Problem requirements: Count up every line of the data in which "name" occurs. The reply is one number and nothing more.

Source records:

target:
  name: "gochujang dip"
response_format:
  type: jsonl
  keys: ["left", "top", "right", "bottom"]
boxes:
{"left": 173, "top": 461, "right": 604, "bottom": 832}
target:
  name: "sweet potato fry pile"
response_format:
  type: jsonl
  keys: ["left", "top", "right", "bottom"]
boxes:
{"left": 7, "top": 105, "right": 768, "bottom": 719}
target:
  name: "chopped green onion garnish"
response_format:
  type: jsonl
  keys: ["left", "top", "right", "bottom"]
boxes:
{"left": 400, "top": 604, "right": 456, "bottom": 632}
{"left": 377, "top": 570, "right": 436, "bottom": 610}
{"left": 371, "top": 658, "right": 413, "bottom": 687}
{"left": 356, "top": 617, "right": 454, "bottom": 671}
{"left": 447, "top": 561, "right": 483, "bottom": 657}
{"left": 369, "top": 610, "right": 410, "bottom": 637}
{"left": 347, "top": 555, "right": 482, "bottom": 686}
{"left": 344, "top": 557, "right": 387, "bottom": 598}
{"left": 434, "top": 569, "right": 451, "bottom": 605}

Answer for this exercise: 3